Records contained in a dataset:
*** Block opens ***

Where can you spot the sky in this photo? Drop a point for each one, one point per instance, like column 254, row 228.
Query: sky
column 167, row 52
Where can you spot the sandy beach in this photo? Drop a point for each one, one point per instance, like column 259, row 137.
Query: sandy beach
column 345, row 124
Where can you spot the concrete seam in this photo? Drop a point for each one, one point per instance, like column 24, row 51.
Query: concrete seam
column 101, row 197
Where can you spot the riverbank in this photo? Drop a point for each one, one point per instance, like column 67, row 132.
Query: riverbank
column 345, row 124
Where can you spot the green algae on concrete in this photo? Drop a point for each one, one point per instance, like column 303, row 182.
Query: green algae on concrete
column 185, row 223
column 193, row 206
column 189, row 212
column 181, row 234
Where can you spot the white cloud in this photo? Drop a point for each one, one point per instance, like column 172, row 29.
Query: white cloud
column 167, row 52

*** Block closes ***

# Task objective:
All entries above are to be reproduced exactly.

# Solution to the exercise:
Where can you spot the sky in this photo? Drop a point for each one, one point per instance, like column 254, row 228.
Query: sky
column 167, row 52
Where can you spot the sandy beach in this photo? Drop a point for each one, one point per instance, like column 259, row 137.
Query: sandy beach
column 345, row 124
Where can you spot the concrete seam in this photo? Drop a point for each one, one point per instance, like column 24, row 51.
Query: concrete seam
column 101, row 197
Where can you spot the riverbank in this photo? Drop a point for each one, one point per instance, like column 67, row 132.
Query: riverbank
column 345, row 124
Where can you spot the green algae on concrete in this photo? Drop a point for each one, one point per instance, like column 303, row 182.
Query: green algae on concrete
column 185, row 223
column 193, row 206
column 189, row 212
column 181, row 234
Where can you spot the white cloud in this photo? Drop a point for each one, one point per instance, like column 172, row 29.
Query: white cloud
column 167, row 52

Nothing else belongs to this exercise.